=== Task goal ===
Print exactly, and only, the lines running from the line containing "[spot] the wide-brimmed" through the end of the records below.

=== Task input ===
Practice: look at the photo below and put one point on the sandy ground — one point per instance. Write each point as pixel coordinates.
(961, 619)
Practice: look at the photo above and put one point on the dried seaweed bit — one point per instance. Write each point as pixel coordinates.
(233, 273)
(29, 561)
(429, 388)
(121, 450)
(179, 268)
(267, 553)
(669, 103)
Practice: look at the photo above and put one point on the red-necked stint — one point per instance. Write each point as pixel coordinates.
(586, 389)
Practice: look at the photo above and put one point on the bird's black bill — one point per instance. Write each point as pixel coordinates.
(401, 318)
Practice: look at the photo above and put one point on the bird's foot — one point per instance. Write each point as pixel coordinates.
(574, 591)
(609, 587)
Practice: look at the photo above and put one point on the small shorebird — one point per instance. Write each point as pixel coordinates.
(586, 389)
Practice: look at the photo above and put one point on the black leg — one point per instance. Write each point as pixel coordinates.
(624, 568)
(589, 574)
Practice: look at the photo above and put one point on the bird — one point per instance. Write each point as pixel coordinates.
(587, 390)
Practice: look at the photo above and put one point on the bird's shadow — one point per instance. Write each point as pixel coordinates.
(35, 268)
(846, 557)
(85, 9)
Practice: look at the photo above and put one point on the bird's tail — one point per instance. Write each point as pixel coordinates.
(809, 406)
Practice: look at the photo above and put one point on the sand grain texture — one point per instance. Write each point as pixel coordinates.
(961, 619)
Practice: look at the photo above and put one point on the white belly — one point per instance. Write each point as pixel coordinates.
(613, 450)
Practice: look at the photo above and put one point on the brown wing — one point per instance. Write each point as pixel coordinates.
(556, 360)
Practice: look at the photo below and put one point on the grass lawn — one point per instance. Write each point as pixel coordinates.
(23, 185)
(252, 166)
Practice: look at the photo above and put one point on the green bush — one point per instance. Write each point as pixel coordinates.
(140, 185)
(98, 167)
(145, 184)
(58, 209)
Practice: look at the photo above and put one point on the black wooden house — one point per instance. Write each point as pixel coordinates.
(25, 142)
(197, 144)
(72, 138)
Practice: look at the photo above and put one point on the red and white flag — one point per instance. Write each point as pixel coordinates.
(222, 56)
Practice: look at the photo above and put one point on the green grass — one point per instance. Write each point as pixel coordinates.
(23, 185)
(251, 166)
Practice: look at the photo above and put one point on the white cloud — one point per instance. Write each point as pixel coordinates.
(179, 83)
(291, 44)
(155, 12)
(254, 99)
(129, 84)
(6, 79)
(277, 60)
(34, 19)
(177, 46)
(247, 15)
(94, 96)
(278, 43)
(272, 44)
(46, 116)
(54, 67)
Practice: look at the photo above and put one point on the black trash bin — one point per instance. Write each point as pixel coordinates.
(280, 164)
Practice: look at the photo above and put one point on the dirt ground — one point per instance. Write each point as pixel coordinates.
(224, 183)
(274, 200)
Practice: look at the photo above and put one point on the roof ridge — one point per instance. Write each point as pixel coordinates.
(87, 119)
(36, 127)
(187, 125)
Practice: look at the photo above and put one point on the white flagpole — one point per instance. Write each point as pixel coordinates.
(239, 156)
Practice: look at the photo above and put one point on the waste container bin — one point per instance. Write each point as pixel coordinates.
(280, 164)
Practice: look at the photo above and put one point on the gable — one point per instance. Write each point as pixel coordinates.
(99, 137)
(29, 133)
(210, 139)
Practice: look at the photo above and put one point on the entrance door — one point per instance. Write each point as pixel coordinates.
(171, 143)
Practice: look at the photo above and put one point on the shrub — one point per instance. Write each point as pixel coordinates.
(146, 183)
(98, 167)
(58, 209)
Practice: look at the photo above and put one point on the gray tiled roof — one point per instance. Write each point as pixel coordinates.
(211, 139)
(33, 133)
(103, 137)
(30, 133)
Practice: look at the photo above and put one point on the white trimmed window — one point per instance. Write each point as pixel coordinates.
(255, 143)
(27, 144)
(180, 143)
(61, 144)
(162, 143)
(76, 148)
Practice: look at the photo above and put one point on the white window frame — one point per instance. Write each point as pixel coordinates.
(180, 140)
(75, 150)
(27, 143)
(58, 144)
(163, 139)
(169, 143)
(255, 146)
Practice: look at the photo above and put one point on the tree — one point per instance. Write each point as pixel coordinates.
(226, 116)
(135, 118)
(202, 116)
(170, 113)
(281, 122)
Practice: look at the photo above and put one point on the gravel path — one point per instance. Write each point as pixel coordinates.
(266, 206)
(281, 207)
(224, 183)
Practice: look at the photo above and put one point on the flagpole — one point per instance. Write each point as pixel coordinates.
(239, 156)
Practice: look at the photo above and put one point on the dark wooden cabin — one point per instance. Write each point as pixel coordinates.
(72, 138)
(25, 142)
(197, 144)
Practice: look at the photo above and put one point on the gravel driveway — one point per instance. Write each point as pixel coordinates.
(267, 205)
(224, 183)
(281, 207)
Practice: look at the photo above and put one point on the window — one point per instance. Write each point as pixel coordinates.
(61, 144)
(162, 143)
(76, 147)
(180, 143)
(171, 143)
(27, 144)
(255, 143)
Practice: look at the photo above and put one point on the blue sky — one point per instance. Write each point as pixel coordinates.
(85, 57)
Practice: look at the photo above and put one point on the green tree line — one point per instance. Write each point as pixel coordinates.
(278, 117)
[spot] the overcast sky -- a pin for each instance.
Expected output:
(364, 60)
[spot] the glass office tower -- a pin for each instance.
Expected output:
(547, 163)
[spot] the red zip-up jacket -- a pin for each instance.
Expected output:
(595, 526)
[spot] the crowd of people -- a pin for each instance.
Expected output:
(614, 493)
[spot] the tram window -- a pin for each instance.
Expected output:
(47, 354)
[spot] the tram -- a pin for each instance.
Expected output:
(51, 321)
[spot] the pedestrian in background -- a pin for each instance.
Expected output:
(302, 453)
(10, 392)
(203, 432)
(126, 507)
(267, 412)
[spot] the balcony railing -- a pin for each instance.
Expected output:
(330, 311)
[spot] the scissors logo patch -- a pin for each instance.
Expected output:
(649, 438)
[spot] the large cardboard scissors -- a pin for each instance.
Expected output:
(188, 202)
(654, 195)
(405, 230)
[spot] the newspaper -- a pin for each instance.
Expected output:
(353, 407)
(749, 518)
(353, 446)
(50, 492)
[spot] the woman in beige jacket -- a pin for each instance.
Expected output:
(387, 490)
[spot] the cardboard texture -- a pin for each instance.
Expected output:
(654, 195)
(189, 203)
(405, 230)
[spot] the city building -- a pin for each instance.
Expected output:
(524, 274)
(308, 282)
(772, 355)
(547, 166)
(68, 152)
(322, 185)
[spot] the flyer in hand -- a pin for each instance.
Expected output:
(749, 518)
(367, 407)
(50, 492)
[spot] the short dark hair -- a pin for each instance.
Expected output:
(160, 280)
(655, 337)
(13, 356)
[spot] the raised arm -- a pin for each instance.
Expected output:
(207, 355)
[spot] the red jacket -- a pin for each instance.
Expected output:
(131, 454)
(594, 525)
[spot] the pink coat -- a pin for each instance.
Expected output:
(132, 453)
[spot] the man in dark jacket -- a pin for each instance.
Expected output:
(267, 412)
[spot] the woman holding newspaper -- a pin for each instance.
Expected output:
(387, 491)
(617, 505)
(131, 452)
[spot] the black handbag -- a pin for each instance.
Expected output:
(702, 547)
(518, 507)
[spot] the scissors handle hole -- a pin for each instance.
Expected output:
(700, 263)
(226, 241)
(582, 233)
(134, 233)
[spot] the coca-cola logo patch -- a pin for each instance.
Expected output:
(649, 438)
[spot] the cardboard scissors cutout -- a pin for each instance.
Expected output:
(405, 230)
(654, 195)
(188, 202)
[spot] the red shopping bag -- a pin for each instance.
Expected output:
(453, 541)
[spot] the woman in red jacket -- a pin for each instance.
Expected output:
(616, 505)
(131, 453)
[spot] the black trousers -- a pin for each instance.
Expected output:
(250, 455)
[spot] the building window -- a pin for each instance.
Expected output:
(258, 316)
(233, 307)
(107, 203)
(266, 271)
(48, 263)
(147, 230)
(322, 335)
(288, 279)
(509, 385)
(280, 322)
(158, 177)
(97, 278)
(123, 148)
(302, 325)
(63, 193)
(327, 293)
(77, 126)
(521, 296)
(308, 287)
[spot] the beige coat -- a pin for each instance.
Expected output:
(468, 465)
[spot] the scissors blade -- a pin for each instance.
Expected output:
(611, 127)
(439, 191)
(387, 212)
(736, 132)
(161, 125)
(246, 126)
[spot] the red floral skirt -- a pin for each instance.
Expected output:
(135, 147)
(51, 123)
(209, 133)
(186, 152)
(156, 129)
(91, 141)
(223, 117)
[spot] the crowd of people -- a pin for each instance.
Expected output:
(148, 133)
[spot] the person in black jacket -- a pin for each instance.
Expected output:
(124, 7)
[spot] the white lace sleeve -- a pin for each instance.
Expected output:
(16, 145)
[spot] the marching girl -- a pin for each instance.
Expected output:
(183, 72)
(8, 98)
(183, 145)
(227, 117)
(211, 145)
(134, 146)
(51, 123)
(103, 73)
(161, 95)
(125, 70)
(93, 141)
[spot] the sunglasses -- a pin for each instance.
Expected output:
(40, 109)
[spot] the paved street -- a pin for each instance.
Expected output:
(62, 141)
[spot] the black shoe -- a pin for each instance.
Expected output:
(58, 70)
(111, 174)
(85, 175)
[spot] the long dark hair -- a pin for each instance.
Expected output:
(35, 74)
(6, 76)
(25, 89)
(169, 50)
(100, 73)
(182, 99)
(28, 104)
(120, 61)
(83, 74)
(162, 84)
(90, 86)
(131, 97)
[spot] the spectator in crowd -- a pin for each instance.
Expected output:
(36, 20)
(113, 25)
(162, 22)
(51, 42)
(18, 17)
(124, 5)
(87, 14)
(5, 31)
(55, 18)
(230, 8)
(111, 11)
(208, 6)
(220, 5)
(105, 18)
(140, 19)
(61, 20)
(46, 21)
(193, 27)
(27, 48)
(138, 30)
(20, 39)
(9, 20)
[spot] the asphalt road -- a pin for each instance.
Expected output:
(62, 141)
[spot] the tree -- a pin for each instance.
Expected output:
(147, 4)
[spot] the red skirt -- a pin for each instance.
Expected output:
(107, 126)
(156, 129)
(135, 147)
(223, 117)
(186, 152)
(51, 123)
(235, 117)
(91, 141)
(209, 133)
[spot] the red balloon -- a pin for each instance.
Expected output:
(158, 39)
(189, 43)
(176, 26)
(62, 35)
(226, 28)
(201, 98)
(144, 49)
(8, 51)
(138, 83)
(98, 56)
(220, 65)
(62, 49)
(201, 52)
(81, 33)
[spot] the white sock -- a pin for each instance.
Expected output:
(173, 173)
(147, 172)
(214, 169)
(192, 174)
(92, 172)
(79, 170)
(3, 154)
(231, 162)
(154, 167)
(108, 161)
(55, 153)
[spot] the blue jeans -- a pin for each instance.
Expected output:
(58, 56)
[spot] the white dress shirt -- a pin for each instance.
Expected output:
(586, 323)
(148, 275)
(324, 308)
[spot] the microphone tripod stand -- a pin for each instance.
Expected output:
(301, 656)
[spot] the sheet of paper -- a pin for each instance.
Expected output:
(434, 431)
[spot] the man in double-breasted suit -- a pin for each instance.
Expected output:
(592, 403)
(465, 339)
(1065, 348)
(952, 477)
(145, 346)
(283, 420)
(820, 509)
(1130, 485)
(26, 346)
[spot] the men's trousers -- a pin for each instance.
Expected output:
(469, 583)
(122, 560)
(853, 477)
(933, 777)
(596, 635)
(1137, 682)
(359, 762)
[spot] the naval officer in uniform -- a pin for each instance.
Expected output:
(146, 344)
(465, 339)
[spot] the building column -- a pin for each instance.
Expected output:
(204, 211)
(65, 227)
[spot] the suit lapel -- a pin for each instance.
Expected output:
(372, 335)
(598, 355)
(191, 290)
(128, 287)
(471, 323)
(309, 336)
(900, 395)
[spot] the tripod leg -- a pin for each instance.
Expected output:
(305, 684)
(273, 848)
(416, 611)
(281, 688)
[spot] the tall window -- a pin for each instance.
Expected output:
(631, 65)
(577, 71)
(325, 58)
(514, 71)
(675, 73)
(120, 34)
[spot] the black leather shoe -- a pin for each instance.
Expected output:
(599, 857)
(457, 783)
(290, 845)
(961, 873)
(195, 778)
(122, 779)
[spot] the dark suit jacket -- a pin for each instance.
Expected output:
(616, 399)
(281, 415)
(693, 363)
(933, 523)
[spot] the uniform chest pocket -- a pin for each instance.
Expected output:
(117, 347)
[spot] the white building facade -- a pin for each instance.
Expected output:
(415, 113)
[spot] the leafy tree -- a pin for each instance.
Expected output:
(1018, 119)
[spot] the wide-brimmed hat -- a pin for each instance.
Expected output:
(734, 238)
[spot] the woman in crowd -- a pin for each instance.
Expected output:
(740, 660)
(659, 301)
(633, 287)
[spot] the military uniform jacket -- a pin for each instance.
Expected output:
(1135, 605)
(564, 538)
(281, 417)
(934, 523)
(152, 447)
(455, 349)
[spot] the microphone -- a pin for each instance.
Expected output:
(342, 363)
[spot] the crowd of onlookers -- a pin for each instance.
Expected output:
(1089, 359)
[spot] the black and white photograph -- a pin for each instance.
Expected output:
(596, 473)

=== Final answer ===
[spot] the wide-brimmed hat -- a pin for each instance.
Expected output:
(734, 238)
[spot] the woman in crowd -- a pin for each instance.
Expected output:
(740, 660)
(659, 301)
(633, 287)
[spot] the military uniform jacket -- a pin for each instance.
Expected output:
(1135, 605)
(564, 538)
(281, 417)
(934, 523)
(152, 447)
(455, 349)
[spot] the microphone -- a pin for each instance.
Expected output:
(342, 363)
[spot] the crowd of onlookers -- a pin for each instance.
Expected output:
(1089, 359)
[spot] the black and white photograph -- a pin for each instance.
Expected output:
(596, 473)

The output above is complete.